■ Activity
Write out each entry once more so that it matches the original exactly.

■ Source information
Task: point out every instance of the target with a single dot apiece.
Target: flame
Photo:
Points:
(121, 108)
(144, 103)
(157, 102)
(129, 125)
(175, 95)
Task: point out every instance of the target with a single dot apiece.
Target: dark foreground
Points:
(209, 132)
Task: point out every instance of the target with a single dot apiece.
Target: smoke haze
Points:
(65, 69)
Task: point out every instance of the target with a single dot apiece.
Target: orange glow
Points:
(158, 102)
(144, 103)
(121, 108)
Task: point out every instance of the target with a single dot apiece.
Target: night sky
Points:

■ Solution
Task: point out every instance of the target with a single dot apiece.
Target: flame
Photo:
Points:
(121, 108)
(144, 103)
(157, 102)
(129, 125)
(175, 95)
Task: point out every instance of the target with a single dot apiece.
Target: dark foreground
Points:
(209, 132)
Task: point out every instance of the target with a single dot apiece.
Target: smoke haze
Points:
(65, 69)
Task: point out every instance of the target with a single dot apiece.
Target: orange glow
Points:
(158, 102)
(144, 103)
(121, 108)
Task: point out every instance of the target with a single dot apiece.
Target: night sky
Points:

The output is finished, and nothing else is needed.